Retype the material without alteration, beginning with the line that contains "Return one point per instance of the granite" and continuing through the end of the material.

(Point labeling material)
|---|

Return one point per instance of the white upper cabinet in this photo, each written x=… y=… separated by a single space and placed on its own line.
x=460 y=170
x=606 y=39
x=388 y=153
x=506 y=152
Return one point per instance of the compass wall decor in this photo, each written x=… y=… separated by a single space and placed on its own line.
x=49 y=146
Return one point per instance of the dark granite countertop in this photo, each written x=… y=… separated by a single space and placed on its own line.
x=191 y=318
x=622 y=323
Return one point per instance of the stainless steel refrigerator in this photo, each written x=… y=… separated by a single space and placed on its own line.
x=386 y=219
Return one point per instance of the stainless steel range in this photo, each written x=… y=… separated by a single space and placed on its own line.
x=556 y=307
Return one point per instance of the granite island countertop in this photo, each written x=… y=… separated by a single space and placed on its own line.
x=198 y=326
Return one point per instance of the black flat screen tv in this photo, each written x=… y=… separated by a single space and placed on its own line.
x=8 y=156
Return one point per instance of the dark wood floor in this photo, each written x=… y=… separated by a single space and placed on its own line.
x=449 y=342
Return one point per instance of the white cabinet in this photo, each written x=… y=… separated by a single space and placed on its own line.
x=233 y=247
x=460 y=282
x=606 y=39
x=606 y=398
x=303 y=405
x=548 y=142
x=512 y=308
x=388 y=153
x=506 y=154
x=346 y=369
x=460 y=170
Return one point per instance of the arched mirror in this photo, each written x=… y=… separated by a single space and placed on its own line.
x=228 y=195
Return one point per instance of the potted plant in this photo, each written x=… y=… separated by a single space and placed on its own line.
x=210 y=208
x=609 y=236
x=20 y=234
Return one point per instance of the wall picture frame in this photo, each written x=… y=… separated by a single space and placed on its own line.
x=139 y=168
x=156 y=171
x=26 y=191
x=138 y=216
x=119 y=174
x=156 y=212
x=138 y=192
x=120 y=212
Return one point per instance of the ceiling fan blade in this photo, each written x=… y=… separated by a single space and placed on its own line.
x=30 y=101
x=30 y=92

|---|

» TASK RESULT
Return one point per instance of the granite island countertop in this photo, each written x=… y=… separated by a single space and placed on its own line.
x=198 y=326
Return one point per instance of the black flat screen tv in this photo, each written x=… y=… separated by a single space and placed on its own line.
x=8 y=156
Return one point per instance of the dark wood floor in this photo, each written x=… y=… separated by a single space and placed on its own line.
x=449 y=342
Return one point per instance of the white cabinet in this photo, each written x=… y=… separated by a single space and placed on its own line.
x=233 y=247
x=460 y=282
x=606 y=39
x=606 y=398
x=303 y=405
x=548 y=142
x=512 y=308
x=388 y=153
x=506 y=154
x=346 y=369
x=460 y=170
Return one point per instance of the arched mirror in this photo, each written x=… y=… separated by a single space and placed on its own line.
x=228 y=195
Return one point per instance of the potted plant in this photo, each written x=… y=… separated by a single space and placed on its own line.
x=210 y=208
x=609 y=236
x=20 y=234
Return one point per instance of the wall picture frame in this photo, each written x=… y=… separated by a single space and placed on its own line.
x=139 y=168
x=156 y=171
x=26 y=191
x=138 y=216
x=119 y=174
x=156 y=212
x=138 y=192
x=120 y=212
Return one point per instance of the ceiling fan blade in this photo, each written x=… y=… separated by a single space and placed on its own line.
x=30 y=101
x=30 y=92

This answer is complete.